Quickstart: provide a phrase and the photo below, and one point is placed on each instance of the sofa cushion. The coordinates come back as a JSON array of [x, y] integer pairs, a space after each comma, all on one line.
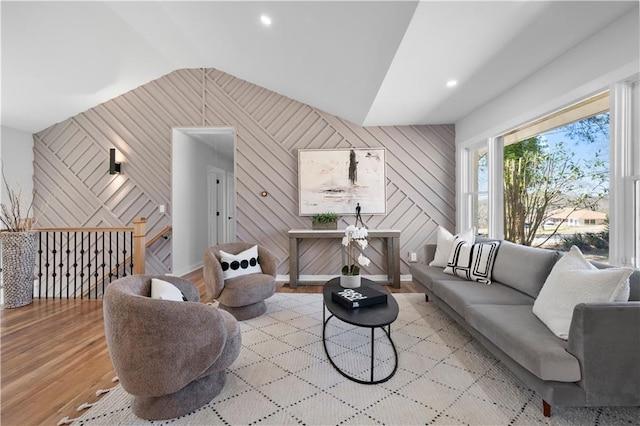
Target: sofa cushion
[[574, 280], [425, 275], [523, 268], [518, 333], [445, 243], [459, 294]]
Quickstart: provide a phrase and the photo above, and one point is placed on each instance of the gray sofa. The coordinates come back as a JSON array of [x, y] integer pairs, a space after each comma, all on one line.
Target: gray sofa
[[599, 364]]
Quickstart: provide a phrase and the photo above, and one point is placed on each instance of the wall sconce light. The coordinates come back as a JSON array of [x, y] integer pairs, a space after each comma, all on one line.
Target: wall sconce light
[[114, 168]]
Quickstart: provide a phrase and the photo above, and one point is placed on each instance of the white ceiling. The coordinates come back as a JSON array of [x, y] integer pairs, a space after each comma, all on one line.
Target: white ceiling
[[373, 63]]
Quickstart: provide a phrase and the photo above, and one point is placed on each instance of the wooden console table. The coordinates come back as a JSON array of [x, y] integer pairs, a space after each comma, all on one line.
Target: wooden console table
[[391, 237]]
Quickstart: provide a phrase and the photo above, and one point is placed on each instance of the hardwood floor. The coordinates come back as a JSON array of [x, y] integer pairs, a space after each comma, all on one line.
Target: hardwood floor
[[54, 356]]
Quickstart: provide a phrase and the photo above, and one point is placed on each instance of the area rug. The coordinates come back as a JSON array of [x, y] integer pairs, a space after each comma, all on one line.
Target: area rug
[[282, 377]]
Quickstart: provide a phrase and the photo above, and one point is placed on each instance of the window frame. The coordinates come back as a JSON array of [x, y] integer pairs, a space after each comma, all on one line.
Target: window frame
[[624, 180]]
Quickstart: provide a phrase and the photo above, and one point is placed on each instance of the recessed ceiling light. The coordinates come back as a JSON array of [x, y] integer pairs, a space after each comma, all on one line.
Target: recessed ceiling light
[[266, 21]]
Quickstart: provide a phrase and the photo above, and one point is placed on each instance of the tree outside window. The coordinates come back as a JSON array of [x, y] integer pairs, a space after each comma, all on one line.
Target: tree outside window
[[556, 187]]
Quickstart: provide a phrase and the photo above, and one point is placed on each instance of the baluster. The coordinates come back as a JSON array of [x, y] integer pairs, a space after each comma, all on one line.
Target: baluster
[[131, 248], [95, 261], [60, 265], [124, 254], [46, 266], [75, 265], [103, 275], [110, 256], [53, 265], [67, 262], [88, 265], [82, 265], [117, 256], [40, 265]]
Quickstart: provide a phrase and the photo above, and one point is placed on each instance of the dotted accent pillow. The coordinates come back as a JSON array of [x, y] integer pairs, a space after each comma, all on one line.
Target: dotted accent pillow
[[243, 263]]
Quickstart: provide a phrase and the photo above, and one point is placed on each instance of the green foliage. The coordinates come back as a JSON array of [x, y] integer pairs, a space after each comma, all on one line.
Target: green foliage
[[588, 241], [354, 270], [324, 218], [589, 129], [538, 182]]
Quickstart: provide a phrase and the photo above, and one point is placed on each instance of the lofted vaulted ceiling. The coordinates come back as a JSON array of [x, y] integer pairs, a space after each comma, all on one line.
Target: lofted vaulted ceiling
[[373, 63]]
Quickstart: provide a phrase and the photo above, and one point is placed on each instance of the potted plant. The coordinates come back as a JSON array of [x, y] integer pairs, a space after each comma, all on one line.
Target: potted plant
[[19, 244], [354, 236], [324, 221]]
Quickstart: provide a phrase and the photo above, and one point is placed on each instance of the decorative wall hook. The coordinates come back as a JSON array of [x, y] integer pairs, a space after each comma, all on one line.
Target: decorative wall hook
[[114, 168]]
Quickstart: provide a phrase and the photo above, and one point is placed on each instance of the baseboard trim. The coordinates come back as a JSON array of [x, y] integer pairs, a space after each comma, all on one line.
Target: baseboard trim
[[284, 278]]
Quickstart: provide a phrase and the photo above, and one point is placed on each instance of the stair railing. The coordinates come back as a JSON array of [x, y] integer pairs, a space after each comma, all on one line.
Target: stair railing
[[78, 262]]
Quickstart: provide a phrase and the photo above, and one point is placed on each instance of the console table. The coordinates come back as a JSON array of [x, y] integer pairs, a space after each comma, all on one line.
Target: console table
[[391, 238]]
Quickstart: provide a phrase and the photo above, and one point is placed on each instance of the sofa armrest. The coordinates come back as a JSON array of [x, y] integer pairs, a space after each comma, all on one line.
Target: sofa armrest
[[605, 337], [430, 253]]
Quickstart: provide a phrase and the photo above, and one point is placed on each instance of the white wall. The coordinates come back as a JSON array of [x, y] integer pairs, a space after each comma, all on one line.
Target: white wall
[[610, 55], [16, 153], [189, 199]]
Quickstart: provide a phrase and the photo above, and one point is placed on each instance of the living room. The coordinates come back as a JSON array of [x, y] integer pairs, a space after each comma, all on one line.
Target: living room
[[428, 163]]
::::::
WORK ORDER —
Output all the entries exactly, minus any pictures.

EXERCISE RESULT —
Quickstart: provide a phrase and the photo below, and one point is placed on each instance of the sofa cushion. The coordinates come back as a JSON array of [x, y] integer pairs, a space after each comma, all on one line.
Target: sofa cushion
[[574, 280], [425, 275], [523, 268], [518, 333], [445, 243], [459, 294]]
Quickstart: provide a phrase and the photo above, and one point is placed on each instance of the gray sofa. The coordinates come back as a JSON array of [x, y] integer pairs, a space after each comma, all on one line.
Target: gray sofa
[[599, 364]]
Quickstart: provide a phrase and the photo above, and one point is placed on each instance of the wall sconce light. The coordinates come back as a JSON array of [x, y] integer pairs, a space after each comma, all on one line.
Target: wall sconce light
[[114, 168]]
Quickstart: provide a phrase and the photo above, and one point is placed on each instance of the white ceiling. The coordinates come back as a JSON array of [x, y] integer pairs, a space after each comma, all on one line.
Target: white ceiling
[[373, 63]]
Quickstart: provide a phrase and the photo above, and one point is placed on each instance of the wooden console table. The coordinates come back as a JSON array of [x, y] integer pairs, a space after each comma, all on one line.
Target: wooden console table
[[391, 237]]
Quickstart: provide a phrase and the photo above, and one point is placed on each instance of the hardwood floor. The coordinates come back as a JSON array of [x, y] integer pairs, a space after each comma, all on one line.
Target: hardwood floor
[[54, 356]]
Quickstart: provide a phrase and the photo above, and one point is placed on each instance of the area rug. The coordinates come back as a JSON array of [x, y] integer pairs, a space after each comma, all on one line.
Target: area rug
[[282, 377]]
Quickstart: provide a phrase and the photo above, and one point is placed on each instance of the window frame. The coordinates come back as a JSON array of [x, y] integer pairs, a space after each comma, all on one line.
Target: window frame
[[624, 180]]
Quickstart: provide a phrase and the photo above, and one point is placed on each instance of the recessed ceiling light. The coordinates come back as a JSON array of [x, y] integer pairs, a space after each comma, all on one line.
Target: recessed ceiling light
[[266, 21]]
Quickstart: provide a phrase and the photo above, and one point is placed on each instance of the tree outside window. The coordinates come back as a JSON array of [x, y] integer pairs, a space after each comma, all on one line.
Target: tree outside window
[[556, 187]]
Quickstart: provide a phrase and the photo above, and one point is placed on each instance of the baluster. The coordinates come back as a JSON array of [x, y] integer pairs, a space after each comma, all on one line.
Target: baluster
[[131, 248], [95, 261], [60, 265], [124, 254], [46, 266], [75, 265], [103, 275], [110, 256], [53, 265], [67, 262], [88, 265], [82, 265], [117, 256], [40, 265]]
Quickstart: provide a phrase and the photo above, and one point is placed on each instance of the dotted accent pillow. The coordinates come back as a JSON array of [x, y] integer pairs, a space after each comma, all on one line.
Target: dotted accent pillow
[[243, 263]]
Quickstart: provide a phrase and the photo above, and one point is placed on each instance of the green foliage. The coordinates come back as a JSON array of [x, y] integer pairs, a space after each comma, all on one line.
Target: green foliage
[[588, 241], [354, 270], [324, 218], [589, 129], [538, 182]]
Quickstart: provide a phrase and the photo above, and one point is placed on each instance of the lofted vaulted ceiling. The coordinates come back as a JSON array of [x, y] integer pairs, a space after each comma, all on one line.
Target: lofted vaulted ceiling
[[373, 63]]
Quickstart: provide a phrase and the photo above, and one point is placed on each instance of the potted plant. The coordinates come back as a JSON array of [x, y] integer pairs, a space after each comma, all on one line.
Target: potted plant
[[19, 244], [354, 236], [324, 221]]
Quickstart: provide a phrase and the photo above, and one point is placed on each instance of the decorative wall hook. The coordinates come back as a JSON array of [x, y] integer pairs, a space after each comma, all on one line.
Target: decorative wall hook
[[114, 168]]
Quickstart: provide a phrase and the photo above, and one point is placed on each instance of the baseboard trim. The coordinates come back as a JSON array of [x, y] integer pairs, a space after each comma, all on one line.
Target: baseboard trim
[[284, 278]]
Quickstart: provide a phrase and the photo above, and one point is placed on each instance of the stair railing. The coordinates come back as a JSON array of [x, y] integer pairs, a space after each comma, all on one line.
Target: stair railing
[[78, 262]]
Quickstart: provide a phrase and the photo above, and one point is placed on each instance of the console table. The coordinates come back as a JSON array of [x, y] integer pairs, a space after each comma, all on one line.
Target: console table
[[391, 238]]
Quickstart: provide a phrase and the photo above, and one point is placed on each instance of the sofa armrest. The coordinates come back as a JSON array of [x, y] integer pairs, a space after each comma, all on one line.
Target: sofa armrest
[[605, 337], [430, 253]]
Quickstart: provide a phrase and the photo above, and one point is placed on each instance of the white wall. The coordinates come back as a JSON array of [x, y] integer pairs, a space after each comma, all on one line.
Target: white wall
[[610, 55], [16, 153], [189, 199]]
Quickstart: provide a phrase and the photo above, and one point is placed on each instance of the living room. The coordinates come back as a JSON array of [x, y] integer pairs, a space after each comma, all on one line.
Target: living room
[[428, 163]]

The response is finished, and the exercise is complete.